_EXERCISES TO COMPLETE:_
(1) Could you rewrite the paragraph beginning "It is also the first time" from the text on medieval archaeology as a short bulleted list that keeps its main facts?
(2) How would you translate this sentence from the text on medieval archaeology into Spanish: "Settlement in one form or another represents a predominant but also somewhat heterogeneous theme in the medieval era."?

_TEXT SECTION:_

In archaeological and architectural
terms it is a period of contrast. On the one hand there are splendid stone
structures such as Flint Castle or the great church at Wrexham and at the other
end of the scale are the humble dwellings evidenced by a slight earthen
platform or building foundation.
It is also the first time
when written sources enable, in at least some areas of study, an extra
dimension to be established, permitting what Andrew Fleming and others term
‘text-aided archaeology’. But, as the variable contributions on the whole
medieval era in the recently published Tempus History of Wales show,
historians still overlook the contribution that archaeology and allied
disciplines can make to the study of the past while archaeologists should
always be aware of the usefulness of the contemporary written word.
It is with these preliminary
considerations that we can move on to consider various general themes that come
to the fore in the medieval era, and which have been suggested by the steering
committee of the Archaeological Research Framework.
Before doing so I would like
to record my thanks to the friends and colleagues who have advised and assisted
in compiling this paper – Richard
Avent, Sian Rees, Jack Spurgeon and Peter White, and to Peter, too, for
agreeing to deliver this paper to the seminar in my unavoidable absence.
Needless to say, individually and collectively, they may not agree with
everything that is written here, but overall, I would like to hope that there
is a general level of consensus on most of the issues.
Settlement in one form or
another represents a predominant but also somewhat heterogeneous theme in the
medieval era. To facilitate discussion we can look at it under three headings:
higher and lower-status sites and urban sites.

_DATASET ROWS:_
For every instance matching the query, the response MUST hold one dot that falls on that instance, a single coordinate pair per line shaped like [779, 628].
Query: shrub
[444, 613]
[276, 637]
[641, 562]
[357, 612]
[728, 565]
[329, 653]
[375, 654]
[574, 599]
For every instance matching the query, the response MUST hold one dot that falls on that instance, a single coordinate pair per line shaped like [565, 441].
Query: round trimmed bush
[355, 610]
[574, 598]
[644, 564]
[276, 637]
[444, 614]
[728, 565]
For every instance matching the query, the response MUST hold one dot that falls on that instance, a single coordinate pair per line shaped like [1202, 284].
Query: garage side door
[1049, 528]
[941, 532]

_PROBLEM SOLUTIONS:_
(1)
- In this period, written sources first add an extra dimension to at least some areas of study. Andrew Fleming and others call this "text-aided archaeology."
- The uneven contributions on the medieval era in the recently published Tempus History of Wales show that historians still overlook what archaeology and allied disciplines can add to the study of the past.
- Archaeologists should always be aware of how useful the contemporary written word is.

(2) El asentamiento, en una u otra forma, representa un tema predominante pero también algo heterogéneo en la época medieval.